Task brief:
Present every line of the items below as a Markdown table with two columns, No. and Entry, numbering each row and omitting any blank lines.

Provided records:
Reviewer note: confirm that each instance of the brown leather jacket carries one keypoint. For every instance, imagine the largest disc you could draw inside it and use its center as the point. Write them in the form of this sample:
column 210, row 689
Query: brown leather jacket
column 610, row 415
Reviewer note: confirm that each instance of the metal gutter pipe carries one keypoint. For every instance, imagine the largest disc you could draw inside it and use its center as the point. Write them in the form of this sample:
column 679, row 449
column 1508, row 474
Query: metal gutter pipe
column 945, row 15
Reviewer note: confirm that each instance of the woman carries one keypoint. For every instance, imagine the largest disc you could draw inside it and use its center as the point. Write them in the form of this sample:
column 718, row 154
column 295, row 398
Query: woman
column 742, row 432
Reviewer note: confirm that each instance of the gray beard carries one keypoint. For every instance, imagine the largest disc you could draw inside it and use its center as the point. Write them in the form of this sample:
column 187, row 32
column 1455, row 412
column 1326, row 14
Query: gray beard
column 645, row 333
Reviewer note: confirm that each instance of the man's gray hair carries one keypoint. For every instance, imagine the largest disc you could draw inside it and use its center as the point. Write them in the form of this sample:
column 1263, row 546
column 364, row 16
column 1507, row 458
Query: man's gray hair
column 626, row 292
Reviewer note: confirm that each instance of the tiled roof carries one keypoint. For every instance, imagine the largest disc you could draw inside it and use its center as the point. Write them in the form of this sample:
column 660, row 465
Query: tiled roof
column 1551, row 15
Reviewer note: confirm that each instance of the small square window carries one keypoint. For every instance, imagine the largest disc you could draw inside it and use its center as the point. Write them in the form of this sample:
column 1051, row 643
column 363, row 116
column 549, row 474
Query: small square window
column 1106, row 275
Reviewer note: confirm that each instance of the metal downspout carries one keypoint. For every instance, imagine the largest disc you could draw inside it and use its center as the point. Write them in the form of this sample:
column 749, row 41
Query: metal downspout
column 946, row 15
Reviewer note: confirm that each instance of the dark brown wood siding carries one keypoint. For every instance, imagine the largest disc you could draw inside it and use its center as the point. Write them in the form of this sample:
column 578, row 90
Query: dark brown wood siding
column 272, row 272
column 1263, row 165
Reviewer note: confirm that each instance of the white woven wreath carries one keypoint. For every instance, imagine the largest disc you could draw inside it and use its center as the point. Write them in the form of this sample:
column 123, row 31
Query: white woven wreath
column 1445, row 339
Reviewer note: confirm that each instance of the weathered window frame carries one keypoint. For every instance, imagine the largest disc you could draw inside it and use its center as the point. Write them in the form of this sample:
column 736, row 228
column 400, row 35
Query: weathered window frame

Response below:
| No. | Entry |
|---|---|
| 1 | Reviewer note: confirm that each instance of the brown leather jacket carries one keypoint. For every instance, imagine the largest disc you could draw inside it and use its center as the point. Write them in the form of this sample: |
| 2 | column 210, row 689 |
| 3 | Query: brown leather jacket |
| 4 | column 610, row 415 |
| 5 | Reviewer note: confirm that each instance of the metal gutter pipe carries one keypoint. For every instance, imagine the largest disc you could draw inside it and use its center as the point. Write them in the form of this sample: |
| 6 | column 679, row 449 |
| 7 | column 1508, row 474 |
| 8 | Query: metal gutter pipe |
| 9 | column 945, row 15 |
| 10 | Reviewer note: confirm that each instance of the woman carries one keypoint. For every instance, imagine the largest disc you could draw inside it and use its center as the point. Write them in the form of this sample: |
| 11 | column 718, row 154 |
| 12 | column 295, row 398 |
| 13 | Query: woman |
| 14 | column 742, row 432 |
| 15 | Reviewer note: confirm that each instance of the gray beard carries one keypoint. For every instance, imagine the largest disc you could draw inside it and use its center as the point. Write them in the form of this sample: |
| 16 | column 187, row 32 |
| 17 | column 1455, row 412 |
| 18 | column 1326, row 14 |
| 19 | Query: gray beard |
| 20 | column 645, row 333 |
| 21 | Reviewer note: confirm that each instance of the man's gray hair carries one keypoint. For every instance, imagine the largest disc you could draw inside it and use its center as the point. Write them in the form of this sample: |
| 22 | column 1263, row 546 |
| 23 | column 364, row 16 |
| 24 | column 1507, row 458 |
| 25 | Query: man's gray hair |
| 26 | column 626, row 292 |
| 27 | Reviewer note: confirm that each instance of the tiled roof carries one keypoint. For every instance, imagine the largest disc you could draw inside it and use its center as the point. Write them in the form of this sample: |
| 28 | column 660, row 465 |
| 29 | Query: tiled roof |
| 30 | column 1551, row 15 |
| 31 | Reviewer note: confirm that each instance of the small square window carries one keypoint. For every instance, imagine the largest disc you could draw inside it and use its center as the point. Write them in the form of this sample: |
| 32 | column 1051, row 643 |
| 33 | column 363, row 116 |
| 34 | column 549, row 474 |
| 35 | Query: small square window |
| 36 | column 1106, row 275 |
| 37 | Reviewer note: confirm that each instance of the metal downspout carries one keypoint. For every instance, imagine the largest disc you could draw inside it and use its center as the point. Write them in the form of this sample: |
| 38 | column 749, row 41 |
| 39 | Query: metal downspout |
| 40 | column 946, row 15 |
| 41 | Reviewer note: confirm that each instance of the dark brown wood siding carries one keypoint. For every instance, imagine the largest disc you could draw inside it and use its center as the point. Write them in the form of this sample: |
| 42 | column 578, row 90 |
| 43 | Query: dark brown wood siding |
| 44 | column 272, row 272 |
| 45 | column 1263, row 165 |
| 46 | Reviewer note: confirm that each instance of the white woven wreath carries one keypoint. For every instance, imagine the largest disc you could draw inside it and use its center as the point. Write them in the form of this sample: |
| 47 | column 123, row 31 |
| 48 | Query: white woven wreath |
| 49 | column 1445, row 339 |
| 50 | Reviewer note: confirm that each instance of the weathered window frame carries one keypoint. For every instance, imagine the largest disc you could draw inside it and use its center as the point. Write them in the form of this sample: |
| 51 | column 736, row 228 |
| 52 | column 400, row 35 |
| 53 | Query: weathered window frame |